══ PROVIDED RECORDS ══

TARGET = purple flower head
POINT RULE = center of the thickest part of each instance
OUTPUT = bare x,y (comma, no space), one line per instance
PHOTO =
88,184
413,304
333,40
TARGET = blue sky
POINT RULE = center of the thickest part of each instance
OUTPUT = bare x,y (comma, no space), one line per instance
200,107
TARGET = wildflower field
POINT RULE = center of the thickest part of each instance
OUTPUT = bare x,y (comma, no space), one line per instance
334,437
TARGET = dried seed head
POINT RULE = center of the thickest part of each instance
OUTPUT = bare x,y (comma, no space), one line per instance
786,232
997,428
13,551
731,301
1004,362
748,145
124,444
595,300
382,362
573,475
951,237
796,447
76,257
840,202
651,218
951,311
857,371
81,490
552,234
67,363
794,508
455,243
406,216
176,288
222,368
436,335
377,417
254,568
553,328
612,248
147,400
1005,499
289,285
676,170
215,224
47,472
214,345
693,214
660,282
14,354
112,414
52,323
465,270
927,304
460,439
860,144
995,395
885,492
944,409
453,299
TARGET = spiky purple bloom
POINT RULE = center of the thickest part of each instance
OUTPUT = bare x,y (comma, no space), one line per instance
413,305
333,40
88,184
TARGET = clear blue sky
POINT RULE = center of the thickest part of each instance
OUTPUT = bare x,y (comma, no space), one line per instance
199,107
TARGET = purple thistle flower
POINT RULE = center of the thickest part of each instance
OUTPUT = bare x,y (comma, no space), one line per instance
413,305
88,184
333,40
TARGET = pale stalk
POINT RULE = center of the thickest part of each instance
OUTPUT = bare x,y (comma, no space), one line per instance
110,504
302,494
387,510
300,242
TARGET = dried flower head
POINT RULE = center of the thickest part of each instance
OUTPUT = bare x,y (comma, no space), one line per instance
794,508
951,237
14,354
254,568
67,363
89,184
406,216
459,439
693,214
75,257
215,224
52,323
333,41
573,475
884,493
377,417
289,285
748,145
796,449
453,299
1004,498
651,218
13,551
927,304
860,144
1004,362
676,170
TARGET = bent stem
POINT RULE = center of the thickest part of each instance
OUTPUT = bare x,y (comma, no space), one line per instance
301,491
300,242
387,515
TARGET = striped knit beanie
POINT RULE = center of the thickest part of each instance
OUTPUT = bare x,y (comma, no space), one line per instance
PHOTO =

═══
══ PROVIDED RECORDS ══

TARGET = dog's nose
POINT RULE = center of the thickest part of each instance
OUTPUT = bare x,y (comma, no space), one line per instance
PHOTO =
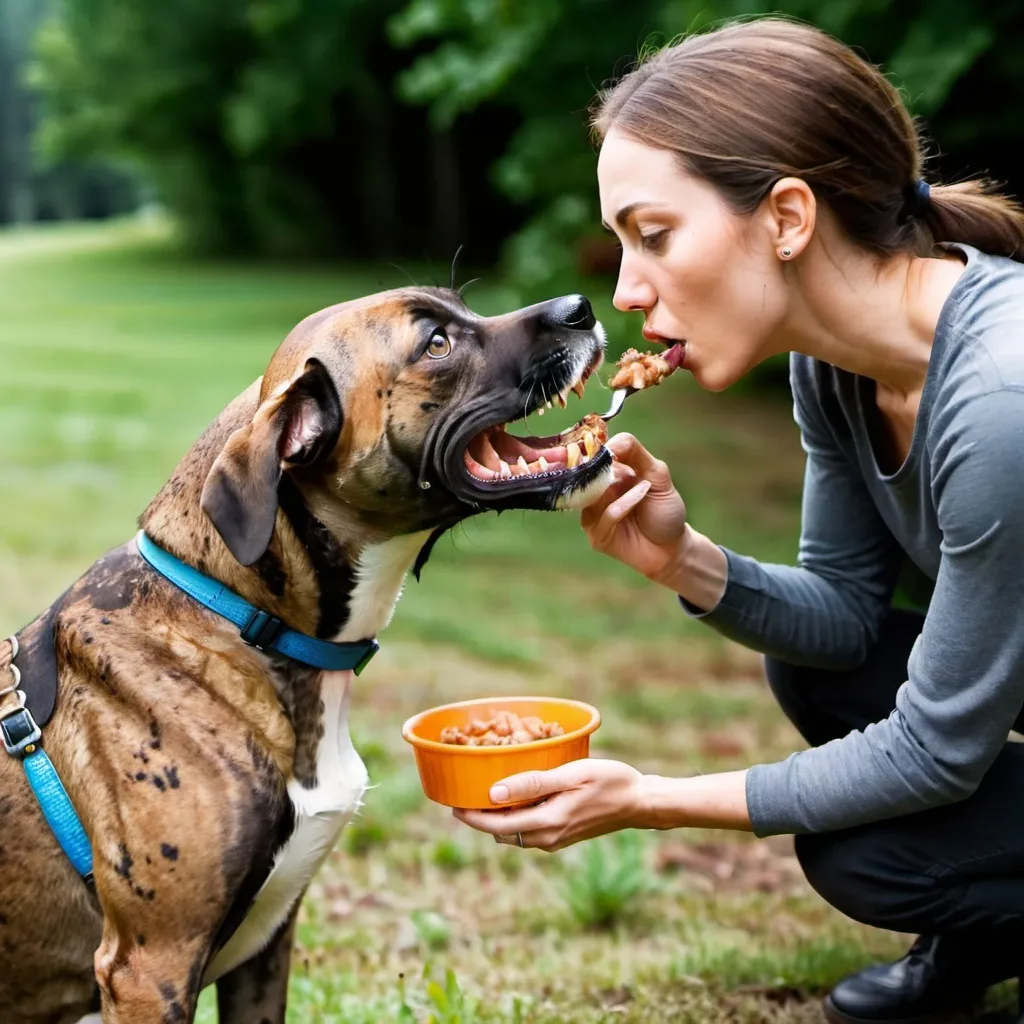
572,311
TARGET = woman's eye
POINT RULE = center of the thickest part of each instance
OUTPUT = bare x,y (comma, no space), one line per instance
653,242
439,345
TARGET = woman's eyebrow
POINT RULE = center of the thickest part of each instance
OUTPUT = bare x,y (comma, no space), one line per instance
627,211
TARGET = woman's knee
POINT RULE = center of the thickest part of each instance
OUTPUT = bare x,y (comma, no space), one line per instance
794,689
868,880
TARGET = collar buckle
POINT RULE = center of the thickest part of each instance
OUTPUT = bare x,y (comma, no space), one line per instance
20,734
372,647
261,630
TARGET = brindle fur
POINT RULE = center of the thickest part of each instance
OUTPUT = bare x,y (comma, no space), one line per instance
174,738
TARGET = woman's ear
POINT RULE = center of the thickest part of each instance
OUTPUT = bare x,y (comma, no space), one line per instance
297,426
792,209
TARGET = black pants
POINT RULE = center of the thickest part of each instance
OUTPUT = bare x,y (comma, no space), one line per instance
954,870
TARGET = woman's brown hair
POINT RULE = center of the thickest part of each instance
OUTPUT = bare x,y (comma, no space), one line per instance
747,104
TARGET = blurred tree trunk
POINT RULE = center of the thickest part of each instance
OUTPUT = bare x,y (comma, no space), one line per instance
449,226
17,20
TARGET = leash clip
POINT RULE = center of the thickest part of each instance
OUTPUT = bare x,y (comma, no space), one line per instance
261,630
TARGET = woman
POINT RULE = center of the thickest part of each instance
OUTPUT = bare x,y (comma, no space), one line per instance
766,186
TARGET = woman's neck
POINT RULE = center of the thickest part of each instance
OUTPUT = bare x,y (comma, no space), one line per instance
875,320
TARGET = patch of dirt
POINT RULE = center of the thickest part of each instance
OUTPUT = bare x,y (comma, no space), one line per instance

═══

The reply should consist of one number, the count of lines above with the string "purple" in them.

RESPONSE TO THIS EXERCISE:
3